Given task: Print the stretch of the records below from the line containing "For the benchmark, mark every instance of the green foliage" through the end of the records, copying each line exactly.

Dataset records
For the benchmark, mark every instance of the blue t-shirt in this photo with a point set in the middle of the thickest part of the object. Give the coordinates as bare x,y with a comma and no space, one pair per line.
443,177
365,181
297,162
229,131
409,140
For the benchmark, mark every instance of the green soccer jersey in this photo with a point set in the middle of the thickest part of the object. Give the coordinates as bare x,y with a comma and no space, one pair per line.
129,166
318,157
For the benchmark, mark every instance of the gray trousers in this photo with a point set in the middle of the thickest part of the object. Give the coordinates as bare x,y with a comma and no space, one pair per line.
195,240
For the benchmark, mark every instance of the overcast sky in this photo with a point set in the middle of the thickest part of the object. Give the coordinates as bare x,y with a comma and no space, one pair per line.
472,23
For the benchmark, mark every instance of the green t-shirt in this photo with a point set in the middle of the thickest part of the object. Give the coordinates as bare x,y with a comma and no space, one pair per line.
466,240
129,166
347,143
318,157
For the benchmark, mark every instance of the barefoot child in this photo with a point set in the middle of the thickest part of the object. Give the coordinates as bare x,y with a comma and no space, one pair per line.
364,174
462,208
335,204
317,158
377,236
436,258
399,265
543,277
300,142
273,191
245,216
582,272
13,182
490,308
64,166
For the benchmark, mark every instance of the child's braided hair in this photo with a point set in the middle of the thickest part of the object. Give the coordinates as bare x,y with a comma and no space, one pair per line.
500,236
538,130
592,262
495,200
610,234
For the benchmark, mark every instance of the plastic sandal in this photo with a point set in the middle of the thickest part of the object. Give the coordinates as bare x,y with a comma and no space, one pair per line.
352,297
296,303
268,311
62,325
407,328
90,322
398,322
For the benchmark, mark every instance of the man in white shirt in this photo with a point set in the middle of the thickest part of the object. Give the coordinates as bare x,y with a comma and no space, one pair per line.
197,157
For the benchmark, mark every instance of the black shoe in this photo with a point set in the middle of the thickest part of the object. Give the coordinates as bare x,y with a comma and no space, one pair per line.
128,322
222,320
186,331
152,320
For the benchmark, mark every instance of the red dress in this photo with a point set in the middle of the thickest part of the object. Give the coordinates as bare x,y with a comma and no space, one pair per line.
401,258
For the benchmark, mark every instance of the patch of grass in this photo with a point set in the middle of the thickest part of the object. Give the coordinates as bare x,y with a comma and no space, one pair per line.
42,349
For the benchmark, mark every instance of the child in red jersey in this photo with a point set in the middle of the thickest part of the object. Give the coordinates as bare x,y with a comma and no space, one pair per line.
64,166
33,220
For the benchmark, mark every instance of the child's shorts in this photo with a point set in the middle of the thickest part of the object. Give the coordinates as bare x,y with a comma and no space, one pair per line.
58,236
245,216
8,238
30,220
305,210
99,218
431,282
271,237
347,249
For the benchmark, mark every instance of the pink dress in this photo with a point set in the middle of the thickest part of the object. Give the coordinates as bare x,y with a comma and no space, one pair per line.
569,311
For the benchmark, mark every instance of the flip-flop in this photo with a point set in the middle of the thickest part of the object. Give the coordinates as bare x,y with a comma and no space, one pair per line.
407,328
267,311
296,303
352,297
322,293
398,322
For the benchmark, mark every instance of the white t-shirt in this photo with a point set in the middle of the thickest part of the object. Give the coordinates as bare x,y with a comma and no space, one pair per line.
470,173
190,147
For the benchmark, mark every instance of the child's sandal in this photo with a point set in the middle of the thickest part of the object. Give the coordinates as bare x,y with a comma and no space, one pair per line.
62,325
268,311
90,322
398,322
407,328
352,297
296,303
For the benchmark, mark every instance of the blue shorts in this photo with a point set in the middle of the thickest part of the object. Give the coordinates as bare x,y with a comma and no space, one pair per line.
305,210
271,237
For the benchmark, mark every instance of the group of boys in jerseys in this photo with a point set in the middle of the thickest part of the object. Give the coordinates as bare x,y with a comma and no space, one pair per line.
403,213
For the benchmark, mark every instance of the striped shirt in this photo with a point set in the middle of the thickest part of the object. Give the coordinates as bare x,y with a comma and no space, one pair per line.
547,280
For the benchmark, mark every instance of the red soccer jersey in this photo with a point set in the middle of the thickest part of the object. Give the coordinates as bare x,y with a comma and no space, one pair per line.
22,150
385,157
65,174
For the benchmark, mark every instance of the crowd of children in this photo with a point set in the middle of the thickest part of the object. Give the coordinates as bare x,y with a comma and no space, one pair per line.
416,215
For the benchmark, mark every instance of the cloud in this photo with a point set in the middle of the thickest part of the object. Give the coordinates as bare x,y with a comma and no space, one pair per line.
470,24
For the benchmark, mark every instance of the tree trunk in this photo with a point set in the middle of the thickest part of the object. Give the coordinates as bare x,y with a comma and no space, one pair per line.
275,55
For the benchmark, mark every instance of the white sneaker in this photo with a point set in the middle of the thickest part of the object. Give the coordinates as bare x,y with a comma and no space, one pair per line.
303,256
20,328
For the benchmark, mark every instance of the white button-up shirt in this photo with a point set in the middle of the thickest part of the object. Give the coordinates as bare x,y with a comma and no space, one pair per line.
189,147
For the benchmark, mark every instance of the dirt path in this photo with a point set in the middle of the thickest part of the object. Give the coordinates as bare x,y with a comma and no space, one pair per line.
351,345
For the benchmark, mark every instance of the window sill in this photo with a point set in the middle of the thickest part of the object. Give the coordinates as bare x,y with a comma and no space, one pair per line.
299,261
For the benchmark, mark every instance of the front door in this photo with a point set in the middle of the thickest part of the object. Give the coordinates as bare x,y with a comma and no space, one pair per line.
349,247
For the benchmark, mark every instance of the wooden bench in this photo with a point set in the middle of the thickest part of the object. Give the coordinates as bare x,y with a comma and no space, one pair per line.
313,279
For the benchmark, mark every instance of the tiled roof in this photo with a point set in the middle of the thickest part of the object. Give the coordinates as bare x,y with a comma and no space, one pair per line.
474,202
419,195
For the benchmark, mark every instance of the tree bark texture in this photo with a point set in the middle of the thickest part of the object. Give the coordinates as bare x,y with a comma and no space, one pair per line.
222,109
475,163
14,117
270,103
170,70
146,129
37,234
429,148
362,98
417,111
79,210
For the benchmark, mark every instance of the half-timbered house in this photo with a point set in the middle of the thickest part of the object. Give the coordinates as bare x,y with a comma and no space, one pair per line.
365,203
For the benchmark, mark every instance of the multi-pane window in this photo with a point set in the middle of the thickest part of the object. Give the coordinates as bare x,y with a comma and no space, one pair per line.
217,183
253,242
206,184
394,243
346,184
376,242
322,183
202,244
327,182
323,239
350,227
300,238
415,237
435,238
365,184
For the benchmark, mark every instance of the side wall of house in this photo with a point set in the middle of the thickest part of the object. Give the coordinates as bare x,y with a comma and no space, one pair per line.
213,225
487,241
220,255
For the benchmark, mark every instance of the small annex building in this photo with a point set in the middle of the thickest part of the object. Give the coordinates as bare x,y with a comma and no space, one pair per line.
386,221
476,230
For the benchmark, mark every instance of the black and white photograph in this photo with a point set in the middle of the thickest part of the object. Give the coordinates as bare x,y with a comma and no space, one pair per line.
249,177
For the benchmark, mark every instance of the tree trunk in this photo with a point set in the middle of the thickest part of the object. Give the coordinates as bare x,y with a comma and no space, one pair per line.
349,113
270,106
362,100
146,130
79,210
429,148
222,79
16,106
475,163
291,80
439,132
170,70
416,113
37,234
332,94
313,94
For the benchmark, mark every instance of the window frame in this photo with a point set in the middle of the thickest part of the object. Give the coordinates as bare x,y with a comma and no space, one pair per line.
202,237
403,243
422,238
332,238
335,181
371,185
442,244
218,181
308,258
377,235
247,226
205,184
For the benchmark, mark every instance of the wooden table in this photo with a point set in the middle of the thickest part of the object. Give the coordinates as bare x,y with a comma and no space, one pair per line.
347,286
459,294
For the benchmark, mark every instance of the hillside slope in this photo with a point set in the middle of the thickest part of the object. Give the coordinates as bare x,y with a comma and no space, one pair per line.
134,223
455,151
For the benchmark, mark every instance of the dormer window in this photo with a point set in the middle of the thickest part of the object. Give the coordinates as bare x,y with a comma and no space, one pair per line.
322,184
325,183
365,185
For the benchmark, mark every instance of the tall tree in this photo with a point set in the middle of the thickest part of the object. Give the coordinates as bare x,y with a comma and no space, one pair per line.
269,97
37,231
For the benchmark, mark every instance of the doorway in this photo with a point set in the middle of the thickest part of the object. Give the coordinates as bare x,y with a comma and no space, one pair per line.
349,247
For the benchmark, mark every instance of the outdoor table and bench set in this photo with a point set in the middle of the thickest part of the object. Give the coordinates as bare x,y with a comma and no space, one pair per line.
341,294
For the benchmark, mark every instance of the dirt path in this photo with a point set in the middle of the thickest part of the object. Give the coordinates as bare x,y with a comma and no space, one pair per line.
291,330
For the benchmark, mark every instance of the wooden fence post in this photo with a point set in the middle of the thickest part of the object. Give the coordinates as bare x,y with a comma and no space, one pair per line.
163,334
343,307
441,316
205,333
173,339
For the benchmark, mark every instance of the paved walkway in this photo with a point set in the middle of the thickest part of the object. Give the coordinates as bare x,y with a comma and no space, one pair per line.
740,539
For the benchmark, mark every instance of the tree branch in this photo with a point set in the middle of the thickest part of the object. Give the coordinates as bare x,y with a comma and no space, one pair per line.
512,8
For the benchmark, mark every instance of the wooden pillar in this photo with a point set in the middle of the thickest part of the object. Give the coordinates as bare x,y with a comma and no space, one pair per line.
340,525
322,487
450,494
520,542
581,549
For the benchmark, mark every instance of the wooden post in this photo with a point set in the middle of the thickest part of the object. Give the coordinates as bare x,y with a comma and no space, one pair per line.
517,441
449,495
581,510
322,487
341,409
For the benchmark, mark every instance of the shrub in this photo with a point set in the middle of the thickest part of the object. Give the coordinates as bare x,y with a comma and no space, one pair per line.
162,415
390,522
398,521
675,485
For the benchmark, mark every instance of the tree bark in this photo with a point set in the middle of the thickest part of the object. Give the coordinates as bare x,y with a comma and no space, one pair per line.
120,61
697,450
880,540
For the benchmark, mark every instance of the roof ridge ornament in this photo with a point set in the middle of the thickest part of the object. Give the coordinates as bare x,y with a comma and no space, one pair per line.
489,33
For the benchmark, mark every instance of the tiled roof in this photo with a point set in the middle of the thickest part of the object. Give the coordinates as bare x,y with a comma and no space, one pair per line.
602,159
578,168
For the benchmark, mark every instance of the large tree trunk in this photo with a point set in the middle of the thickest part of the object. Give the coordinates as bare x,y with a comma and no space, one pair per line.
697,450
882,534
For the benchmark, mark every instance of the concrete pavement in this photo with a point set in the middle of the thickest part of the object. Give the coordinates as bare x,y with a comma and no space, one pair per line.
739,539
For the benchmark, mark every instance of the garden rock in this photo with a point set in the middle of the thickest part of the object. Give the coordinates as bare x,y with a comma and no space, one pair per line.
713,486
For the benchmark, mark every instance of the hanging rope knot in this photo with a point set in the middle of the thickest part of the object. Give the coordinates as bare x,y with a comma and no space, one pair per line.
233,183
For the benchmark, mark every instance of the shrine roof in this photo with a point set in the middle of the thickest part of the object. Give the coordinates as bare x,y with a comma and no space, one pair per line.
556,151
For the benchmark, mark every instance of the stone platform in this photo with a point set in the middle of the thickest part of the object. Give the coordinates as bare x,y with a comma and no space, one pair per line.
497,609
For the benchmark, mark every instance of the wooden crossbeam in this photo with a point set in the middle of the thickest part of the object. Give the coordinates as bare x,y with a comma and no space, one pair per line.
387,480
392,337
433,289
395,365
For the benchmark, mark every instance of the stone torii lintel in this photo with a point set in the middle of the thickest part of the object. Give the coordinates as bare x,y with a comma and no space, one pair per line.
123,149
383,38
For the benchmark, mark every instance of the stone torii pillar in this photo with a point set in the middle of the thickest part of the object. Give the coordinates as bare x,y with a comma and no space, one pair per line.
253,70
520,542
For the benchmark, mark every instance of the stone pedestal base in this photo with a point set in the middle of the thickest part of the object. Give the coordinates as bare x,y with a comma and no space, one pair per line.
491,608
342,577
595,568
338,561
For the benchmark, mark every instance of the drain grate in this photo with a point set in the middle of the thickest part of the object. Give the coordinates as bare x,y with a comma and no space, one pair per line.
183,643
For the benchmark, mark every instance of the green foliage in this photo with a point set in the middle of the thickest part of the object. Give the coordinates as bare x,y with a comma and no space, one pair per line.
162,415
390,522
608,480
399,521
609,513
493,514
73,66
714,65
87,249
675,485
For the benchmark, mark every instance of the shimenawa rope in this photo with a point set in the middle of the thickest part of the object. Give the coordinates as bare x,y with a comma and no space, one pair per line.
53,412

Response to this exercise:
For the benchmark, mark every instance of the green foliage in this photo with a point set in the middle of the thickest part of the object. Give the coordinates as bare x,y with a comma and no space, one pair per line.
162,415
390,522
608,480
399,521
609,513
493,514
73,66
714,65
87,249
675,485
For the benchmark, mark every instance of the shimenawa rope in this photo with a point set in the middle of the thickest part of the object. Give the coordinates as bare x,y with a comma and no space, one pair per line.
53,412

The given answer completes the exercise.